━━ Provided entries

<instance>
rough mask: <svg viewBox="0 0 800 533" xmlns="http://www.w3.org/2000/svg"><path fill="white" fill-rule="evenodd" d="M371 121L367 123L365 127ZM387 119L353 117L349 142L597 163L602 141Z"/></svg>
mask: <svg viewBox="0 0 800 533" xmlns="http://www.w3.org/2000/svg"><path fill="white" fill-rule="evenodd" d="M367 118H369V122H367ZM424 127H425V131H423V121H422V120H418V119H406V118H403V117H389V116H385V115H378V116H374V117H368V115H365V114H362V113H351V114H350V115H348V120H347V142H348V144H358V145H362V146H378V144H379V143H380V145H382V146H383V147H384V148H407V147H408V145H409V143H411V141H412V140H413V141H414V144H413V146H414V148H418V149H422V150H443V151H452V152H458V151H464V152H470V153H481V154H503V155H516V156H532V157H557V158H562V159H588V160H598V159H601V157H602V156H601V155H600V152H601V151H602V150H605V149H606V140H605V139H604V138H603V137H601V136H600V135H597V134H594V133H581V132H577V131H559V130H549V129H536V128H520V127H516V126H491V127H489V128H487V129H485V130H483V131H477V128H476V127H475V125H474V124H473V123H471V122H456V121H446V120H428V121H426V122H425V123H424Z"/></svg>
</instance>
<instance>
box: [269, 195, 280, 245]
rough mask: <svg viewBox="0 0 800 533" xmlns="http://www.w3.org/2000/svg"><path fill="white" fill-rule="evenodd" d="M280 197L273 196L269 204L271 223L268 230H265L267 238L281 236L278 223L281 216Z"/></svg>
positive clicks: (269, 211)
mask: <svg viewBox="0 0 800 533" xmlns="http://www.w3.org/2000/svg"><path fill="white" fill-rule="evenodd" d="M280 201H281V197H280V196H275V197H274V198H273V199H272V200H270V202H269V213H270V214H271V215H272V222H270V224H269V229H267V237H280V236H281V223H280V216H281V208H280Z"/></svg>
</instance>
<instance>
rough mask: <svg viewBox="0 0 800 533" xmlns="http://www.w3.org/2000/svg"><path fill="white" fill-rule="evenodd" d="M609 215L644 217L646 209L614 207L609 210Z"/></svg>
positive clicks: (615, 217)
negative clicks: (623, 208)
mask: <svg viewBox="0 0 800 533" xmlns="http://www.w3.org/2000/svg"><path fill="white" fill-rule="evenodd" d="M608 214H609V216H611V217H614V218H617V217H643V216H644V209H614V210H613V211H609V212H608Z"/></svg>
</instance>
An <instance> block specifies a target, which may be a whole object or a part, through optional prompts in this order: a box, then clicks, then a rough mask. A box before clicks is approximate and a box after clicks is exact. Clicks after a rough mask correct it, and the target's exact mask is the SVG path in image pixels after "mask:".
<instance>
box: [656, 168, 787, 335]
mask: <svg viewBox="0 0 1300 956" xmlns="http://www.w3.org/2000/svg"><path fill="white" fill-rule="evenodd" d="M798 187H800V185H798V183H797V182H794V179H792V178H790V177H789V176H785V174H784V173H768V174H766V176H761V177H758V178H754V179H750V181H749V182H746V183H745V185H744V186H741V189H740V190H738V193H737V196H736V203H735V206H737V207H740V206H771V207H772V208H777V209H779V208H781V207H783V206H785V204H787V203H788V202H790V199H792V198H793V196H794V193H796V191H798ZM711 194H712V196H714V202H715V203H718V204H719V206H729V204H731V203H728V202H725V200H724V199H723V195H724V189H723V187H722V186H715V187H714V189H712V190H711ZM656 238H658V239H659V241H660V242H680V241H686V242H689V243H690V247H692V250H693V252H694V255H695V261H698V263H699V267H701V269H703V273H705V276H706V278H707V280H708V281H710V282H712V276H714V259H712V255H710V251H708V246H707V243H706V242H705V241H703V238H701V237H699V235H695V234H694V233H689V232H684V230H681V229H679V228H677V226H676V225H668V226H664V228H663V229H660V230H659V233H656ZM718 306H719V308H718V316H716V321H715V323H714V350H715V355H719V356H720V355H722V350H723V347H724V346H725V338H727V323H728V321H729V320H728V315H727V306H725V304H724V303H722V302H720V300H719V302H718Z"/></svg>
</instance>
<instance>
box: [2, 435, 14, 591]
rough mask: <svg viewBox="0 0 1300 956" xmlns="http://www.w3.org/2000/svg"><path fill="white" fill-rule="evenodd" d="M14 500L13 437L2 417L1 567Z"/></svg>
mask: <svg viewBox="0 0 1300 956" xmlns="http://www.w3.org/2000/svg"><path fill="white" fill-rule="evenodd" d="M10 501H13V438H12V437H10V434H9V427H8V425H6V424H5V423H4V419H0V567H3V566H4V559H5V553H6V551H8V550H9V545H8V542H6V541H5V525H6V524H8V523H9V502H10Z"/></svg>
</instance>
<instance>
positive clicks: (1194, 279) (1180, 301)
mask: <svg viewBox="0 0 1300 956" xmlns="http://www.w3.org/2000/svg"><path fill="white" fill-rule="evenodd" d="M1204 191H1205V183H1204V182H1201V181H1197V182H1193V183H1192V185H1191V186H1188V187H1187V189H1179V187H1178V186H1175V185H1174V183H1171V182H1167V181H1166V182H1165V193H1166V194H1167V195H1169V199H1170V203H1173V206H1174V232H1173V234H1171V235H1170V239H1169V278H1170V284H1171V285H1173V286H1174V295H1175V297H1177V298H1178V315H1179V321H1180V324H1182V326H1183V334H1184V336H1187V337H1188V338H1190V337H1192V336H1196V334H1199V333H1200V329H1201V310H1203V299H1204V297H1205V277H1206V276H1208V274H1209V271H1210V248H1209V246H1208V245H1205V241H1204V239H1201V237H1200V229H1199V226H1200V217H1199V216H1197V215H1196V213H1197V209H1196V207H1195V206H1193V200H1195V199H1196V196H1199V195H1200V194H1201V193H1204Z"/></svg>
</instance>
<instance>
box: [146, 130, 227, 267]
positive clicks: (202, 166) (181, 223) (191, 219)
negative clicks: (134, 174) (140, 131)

━━━━

Update the listing above by replacing every occurrence of "rough mask" with "coarse mask" and leaving all other text unchanged.

■ Solved problem:
<instance>
coarse mask: <svg viewBox="0 0 800 533" xmlns="http://www.w3.org/2000/svg"><path fill="white" fill-rule="evenodd" d="M371 121L367 123L365 127ZM387 119L353 117L349 142L597 163L602 141Z"/></svg>
mask: <svg viewBox="0 0 800 533" xmlns="http://www.w3.org/2000/svg"><path fill="white" fill-rule="evenodd" d="M367 118H369V122H367ZM424 127H425V131H423V121H422V120H418V119H406V118H403V117H389V116H385V115H378V116H374V117H368V115H365V114H362V113H351V114H350V115H348V120H347V142H348V144H358V145H362V146H378V144H379V143H380V145H382V146H383V147H384V148H407V147H408V145H409V143H411V141H412V140H413V141H414V144H413V146H414V148H418V149H422V150H443V151H452V152H458V151H464V152H470V153H481V154H503V155H516V156H532V157H557V158H562V159H588V160H598V159H601V157H602V156H601V155H600V152H601V151H602V150H605V149H606V140H605V139H604V138H603V137H601V136H600V135H597V134H594V133H581V132H577V131H559V130H549V129H536V128H520V127H516V126H491V127H489V128H487V129H485V130H483V131H477V128H476V127H475V125H474V124H473V123H471V122H456V121H446V120H428V121H426V122H425V123H424Z"/></svg>
</instance>
<instance>
box: [269, 195, 280, 245]
coarse mask: <svg viewBox="0 0 800 533" xmlns="http://www.w3.org/2000/svg"><path fill="white" fill-rule="evenodd" d="M280 197L273 196L269 204L271 223L268 230H265L267 238L281 236L278 223L281 216Z"/></svg>
positive clicks: (269, 211)
mask: <svg viewBox="0 0 800 533" xmlns="http://www.w3.org/2000/svg"><path fill="white" fill-rule="evenodd" d="M280 201H281V197H280V196H275V197H274V198H273V199H272V200H270V202H269V213H270V214H271V215H272V222H270V224H269V229H267V237H280V236H281V223H280V216H281V208H280Z"/></svg>
</instance>
<instance>
coarse mask: <svg viewBox="0 0 800 533" xmlns="http://www.w3.org/2000/svg"><path fill="white" fill-rule="evenodd" d="M609 215L644 217L646 209L614 207L609 210Z"/></svg>
positive clicks: (615, 217)
negative clicks: (623, 208)
mask: <svg viewBox="0 0 800 533" xmlns="http://www.w3.org/2000/svg"><path fill="white" fill-rule="evenodd" d="M608 214H609V216H611V217H614V218H617V217H643V216H644V209H614V210H613V211H609V212H608Z"/></svg>
</instance>
An <instance> block specifies a target, which may be a whole object or a part, through optional prompts in this order: a box, then clicks, then a coarse mask. A box before clicks is approximate and a box after clicks is exact. Clicks after a coarse mask correct it, and the target's exact mask is the SVG path in image pixels after "mask:".
<instance>
box: [656, 168, 787, 335]
mask: <svg viewBox="0 0 1300 956" xmlns="http://www.w3.org/2000/svg"><path fill="white" fill-rule="evenodd" d="M798 187H800V185H798V183H797V182H794V179H792V178H790V177H789V176H785V174H784V173H768V174H766V176H761V177H758V178H754V179H750V181H749V182H746V183H745V185H744V186H741V189H740V190H738V193H737V196H736V203H735V206H737V207H740V206H771V207H772V208H777V209H779V208H781V207H783V206H785V204H787V203H788V202H790V199H792V198H793V196H794V193H796V191H798ZM711 194H712V196H714V202H715V203H718V204H719V206H729V204H731V203H728V202H725V200H724V199H723V195H724V189H723V187H722V186H715V187H714V189H712V190H711ZM656 238H658V239H659V241H660V242H680V241H686V242H689V243H690V247H692V250H693V252H694V255H695V261H698V263H699V267H701V269H703V273H705V276H706V278H707V280H708V281H710V282H712V276H714V259H712V255H710V251H708V246H707V243H706V242H705V241H703V238H701V237H699V235H695V234H694V233H689V232H684V230H681V229H679V228H677V226H676V225H668V226H664V228H663V229H660V230H659V233H656ZM718 306H719V308H718V316H716V321H715V323H714V350H715V355H719V356H720V355H722V350H723V347H724V346H725V338H727V323H728V321H729V320H728V315H727V306H725V304H724V303H722V302H720V300H719V302H718Z"/></svg>
</instance>
<instance>
box: [2, 435, 14, 591]
coarse mask: <svg viewBox="0 0 1300 956" xmlns="http://www.w3.org/2000/svg"><path fill="white" fill-rule="evenodd" d="M14 500L13 437L2 417L1 567Z"/></svg>
mask: <svg viewBox="0 0 1300 956" xmlns="http://www.w3.org/2000/svg"><path fill="white" fill-rule="evenodd" d="M10 501H13V438H12V437H10V434H9V427H8V425H6V424H5V423H4V419H0V567H3V566H4V559H5V553H6V551H8V550H9V545H8V542H6V541H5V525H6V524H8V523H9V502H10Z"/></svg>
</instance>
<instance>
positive clicks: (1194, 279) (1180, 301)
mask: <svg viewBox="0 0 1300 956" xmlns="http://www.w3.org/2000/svg"><path fill="white" fill-rule="evenodd" d="M1204 191H1205V183H1204V182H1201V181H1197V182H1193V183H1192V185H1191V186H1188V187H1187V189H1179V187H1178V186H1175V185H1174V183H1171V182H1167V181H1166V182H1165V193H1166V194H1167V195H1169V199H1170V203H1173V206H1174V232H1173V234H1171V235H1170V239H1169V278H1170V284H1171V285H1173V286H1174V295H1175V297H1177V298H1178V315H1179V321H1180V324H1182V326H1183V334H1184V336H1187V337H1188V338H1190V337H1192V336H1196V334H1199V333H1200V329H1201V310H1203V299H1204V297H1205V277H1206V276H1208V274H1209V271H1210V248H1209V246H1208V245H1205V241H1204V239H1201V237H1200V229H1199V226H1200V217H1199V216H1197V215H1196V213H1197V209H1196V207H1195V206H1193V200H1195V199H1196V196H1199V195H1200V194H1201V193H1204Z"/></svg>
</instance>
<instance>
box: [146, 130, 227, 267]
positive clicks: (202, 166) (181, 223) (191, 219)
negative clicks: (134, 174) (140, 131)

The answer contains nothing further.